» Questions to answer:
**a.** In the article on macrophages and β-cell mass, why was the loss of hyphae judged insufficient to rescue host β-cell development? Answer in one to three sentences.
**b.** Continue the article on macrophages and β-cell mass, picking up after its final sentence.

» Source document:
———
Macrophages are important for increasing postnatal β-cell mass

Researchers wanted to verify whether macrophages are essential for the neonatal β-cell expansion. To do this, they depleted the systemic tissue-resident macrophages and reduced the circulating ones in SPF and GF pups, noticing the following:

  • The systemic loss of macrophages induced a tissue reduction, including a smaller pancreas mass. Those models also showed a lower insulin-producing tissue and basal values compared to control mice. However, GF mice presented a similar β-cell mass and insulin levels to those with depletion of macrophages, suggesting a microbiota-dependent effect
  • The macrophage depletion resulted in an enrichment of proinflammatory signalling
  • Islet macrophages secrete growth factors that stimulate β-cell proliferation
  • The depletion of macrophages in early life has long-lasting effects. Indeed, adult SPF mice exposed to macrophage depletion during the neonatal period had trending reductions in β-cell mass coupled to a significant reduction in fasting serum insulin, glucose tolerance, and insulin secretion
  • Candida dubliniensis requires macrophages to induce host beta cell expansion, while other microbes are independent of macrophages, suggesting how the diversity of host-microbe interactions affects insulin-expressing tissue development

Candida cell walls and host β-cells phenotypes

Candida albicans and C. dubliniensis are very similar, with only a few differences in cell wall composition and hyphae formation. Despite these minor changes, host immune regulation was shown to respond uniquely. To test whether C. albicans‘ negative effects on β-cell development could be attributed to increased filaments, mice were exposed to a strain of C. albicans unable to form hyphae, showing no increase in β-cell mass. Therefore, the loss of hyphae is not enough to rescue host β-cell development. However, when mice were treated with a mutant of C. albicans that had lost the expression of the transcription factor Ahr1 (which has a prominent role in regulating Candida cell wall composition), the β-cell mass increased significantly.
———
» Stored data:
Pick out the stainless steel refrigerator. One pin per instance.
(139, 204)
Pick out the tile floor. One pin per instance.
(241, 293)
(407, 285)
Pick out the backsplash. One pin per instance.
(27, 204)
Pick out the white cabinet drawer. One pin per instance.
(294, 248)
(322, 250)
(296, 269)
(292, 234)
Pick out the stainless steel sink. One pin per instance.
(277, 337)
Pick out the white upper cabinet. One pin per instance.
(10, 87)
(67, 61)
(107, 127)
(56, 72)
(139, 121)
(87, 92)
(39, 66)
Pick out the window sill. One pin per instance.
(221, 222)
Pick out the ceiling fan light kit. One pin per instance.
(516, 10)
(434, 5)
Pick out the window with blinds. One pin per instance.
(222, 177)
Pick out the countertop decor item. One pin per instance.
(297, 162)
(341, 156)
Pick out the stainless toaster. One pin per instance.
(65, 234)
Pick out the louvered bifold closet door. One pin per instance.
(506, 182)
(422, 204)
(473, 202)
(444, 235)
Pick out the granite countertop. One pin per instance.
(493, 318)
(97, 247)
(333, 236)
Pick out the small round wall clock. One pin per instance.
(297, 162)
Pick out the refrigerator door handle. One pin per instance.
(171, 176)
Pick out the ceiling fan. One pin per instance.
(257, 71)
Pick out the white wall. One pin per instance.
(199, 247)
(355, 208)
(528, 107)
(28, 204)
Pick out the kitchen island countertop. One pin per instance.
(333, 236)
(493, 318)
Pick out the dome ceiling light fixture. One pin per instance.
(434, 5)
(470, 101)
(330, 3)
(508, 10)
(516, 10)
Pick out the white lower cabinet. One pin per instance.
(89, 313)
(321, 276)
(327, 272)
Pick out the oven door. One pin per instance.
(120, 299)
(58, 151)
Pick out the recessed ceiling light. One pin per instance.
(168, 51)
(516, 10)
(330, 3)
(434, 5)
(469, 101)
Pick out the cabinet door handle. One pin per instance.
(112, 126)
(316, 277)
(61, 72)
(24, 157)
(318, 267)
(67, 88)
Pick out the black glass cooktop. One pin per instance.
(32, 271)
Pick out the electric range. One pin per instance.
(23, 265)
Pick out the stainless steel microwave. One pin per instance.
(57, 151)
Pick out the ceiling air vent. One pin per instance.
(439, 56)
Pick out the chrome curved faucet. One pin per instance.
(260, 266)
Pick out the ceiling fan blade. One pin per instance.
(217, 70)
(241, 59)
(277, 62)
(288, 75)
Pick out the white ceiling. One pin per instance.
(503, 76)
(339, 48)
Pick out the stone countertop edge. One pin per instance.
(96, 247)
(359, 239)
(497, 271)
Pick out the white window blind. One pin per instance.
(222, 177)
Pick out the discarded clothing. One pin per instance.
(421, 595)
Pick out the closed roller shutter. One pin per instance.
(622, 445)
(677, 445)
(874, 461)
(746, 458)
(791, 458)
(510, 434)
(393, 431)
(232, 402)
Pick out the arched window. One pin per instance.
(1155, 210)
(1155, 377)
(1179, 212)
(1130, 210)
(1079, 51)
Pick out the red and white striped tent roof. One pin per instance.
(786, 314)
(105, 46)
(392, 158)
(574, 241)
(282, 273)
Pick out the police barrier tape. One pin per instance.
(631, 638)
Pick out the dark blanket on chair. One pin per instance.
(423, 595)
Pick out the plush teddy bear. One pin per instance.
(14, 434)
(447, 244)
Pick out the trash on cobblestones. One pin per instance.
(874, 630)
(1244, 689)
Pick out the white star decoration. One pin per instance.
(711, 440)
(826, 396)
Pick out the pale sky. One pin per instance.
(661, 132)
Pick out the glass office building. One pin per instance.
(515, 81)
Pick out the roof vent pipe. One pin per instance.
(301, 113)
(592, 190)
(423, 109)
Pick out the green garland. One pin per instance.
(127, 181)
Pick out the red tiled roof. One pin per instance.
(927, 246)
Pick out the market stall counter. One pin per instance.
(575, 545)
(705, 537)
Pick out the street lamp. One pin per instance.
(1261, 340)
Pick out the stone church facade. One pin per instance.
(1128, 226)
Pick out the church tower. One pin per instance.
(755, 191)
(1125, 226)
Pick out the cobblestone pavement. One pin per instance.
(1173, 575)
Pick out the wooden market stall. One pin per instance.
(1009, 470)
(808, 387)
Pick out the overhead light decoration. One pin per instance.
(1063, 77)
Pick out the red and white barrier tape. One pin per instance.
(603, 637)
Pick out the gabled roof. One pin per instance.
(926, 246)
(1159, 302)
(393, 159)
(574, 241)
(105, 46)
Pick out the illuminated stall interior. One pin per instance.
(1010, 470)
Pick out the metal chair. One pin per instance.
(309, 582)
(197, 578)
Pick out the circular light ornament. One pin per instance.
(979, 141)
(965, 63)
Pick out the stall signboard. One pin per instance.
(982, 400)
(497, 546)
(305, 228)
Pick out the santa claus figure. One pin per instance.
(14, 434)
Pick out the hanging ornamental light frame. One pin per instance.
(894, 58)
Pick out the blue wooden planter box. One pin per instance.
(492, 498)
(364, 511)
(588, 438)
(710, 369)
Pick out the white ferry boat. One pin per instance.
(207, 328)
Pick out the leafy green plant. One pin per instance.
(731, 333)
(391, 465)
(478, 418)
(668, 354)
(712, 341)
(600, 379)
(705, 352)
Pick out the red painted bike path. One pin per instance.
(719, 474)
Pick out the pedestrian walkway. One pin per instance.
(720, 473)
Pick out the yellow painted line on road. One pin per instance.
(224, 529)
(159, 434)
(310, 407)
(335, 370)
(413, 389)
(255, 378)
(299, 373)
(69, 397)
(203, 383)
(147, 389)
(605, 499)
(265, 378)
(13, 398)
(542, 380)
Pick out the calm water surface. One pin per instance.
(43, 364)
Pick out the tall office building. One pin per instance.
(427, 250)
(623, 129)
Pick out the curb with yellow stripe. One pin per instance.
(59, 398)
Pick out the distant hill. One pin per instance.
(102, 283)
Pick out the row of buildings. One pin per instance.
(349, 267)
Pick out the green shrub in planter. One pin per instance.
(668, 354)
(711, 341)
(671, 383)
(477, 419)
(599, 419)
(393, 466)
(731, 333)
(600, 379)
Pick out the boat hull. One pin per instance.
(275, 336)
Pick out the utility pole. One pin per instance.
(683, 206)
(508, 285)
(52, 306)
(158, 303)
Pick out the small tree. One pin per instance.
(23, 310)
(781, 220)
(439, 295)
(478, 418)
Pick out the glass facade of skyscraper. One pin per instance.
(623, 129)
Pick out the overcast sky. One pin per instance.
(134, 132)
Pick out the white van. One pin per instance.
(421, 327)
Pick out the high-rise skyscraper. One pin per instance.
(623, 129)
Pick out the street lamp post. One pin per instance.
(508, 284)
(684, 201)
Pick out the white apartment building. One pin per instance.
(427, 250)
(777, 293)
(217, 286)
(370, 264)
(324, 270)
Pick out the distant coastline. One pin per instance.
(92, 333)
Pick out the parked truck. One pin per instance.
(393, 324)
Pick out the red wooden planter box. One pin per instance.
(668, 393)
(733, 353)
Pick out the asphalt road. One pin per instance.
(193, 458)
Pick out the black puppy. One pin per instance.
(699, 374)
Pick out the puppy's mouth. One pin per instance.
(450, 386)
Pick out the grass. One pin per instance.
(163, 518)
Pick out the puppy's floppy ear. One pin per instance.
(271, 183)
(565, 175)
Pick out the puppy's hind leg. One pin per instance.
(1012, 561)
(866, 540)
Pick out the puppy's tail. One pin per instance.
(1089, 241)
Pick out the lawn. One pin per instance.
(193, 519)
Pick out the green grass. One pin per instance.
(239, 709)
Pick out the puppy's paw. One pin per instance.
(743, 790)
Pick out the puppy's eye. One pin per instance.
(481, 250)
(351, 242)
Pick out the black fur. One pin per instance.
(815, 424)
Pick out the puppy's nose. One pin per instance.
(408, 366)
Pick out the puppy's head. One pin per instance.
———
» Answers per task:
**a.** Mice were exposed to a strain of C. albicans that could not form hyphae, and they showed no increase in β-cell mass. So removing hyphae alone did not restore β-cell development.

**b.**
In the case of C. dubliniensis, the effect on the β-cells varied based on the strain. For example, the wild-type strain of Wü284 induced a significant increase in the levels of mannan and chitin with consequent reduction in β-cell mass. Meanwhile, a Wü284 mutant, Dnrg1, with an increased hyphal formation, didn’t affect the β-cell mass. 

So, Candida cell wall composition differs significantly between strains and is an important driver of β-cell mass.

C. dubliniensis can reduce diabetes incidence

The microbiota profile in early life is critical for regulating the onset of diabetes. In fact, in non-obese mouse models of type 1 diabetes, C. dubliniensis, a commensal fungus, can reduce diabetes incidence. Not only that. In adult GF mice, C. dubliniensis also promoted β-cell replacement after injury and antibiotic treatments, improving the survival rate and ability to clear blood glucose. 

To summarise

This study highlights a crucial period in early life when particular microbes are required to sustain the development of pancreatic β-cells. Fungi and bacteria play a fundamental role in insulin regulation, but the impact on the host varies based on their origins and features. The findings pinpoint a macrophage-dependent, microbiota-mediated mechanism that facilitates the recognition of unique commensal yeast cell wall stimuli, which could be employed as a strategy to stop or reverse β-cell loss.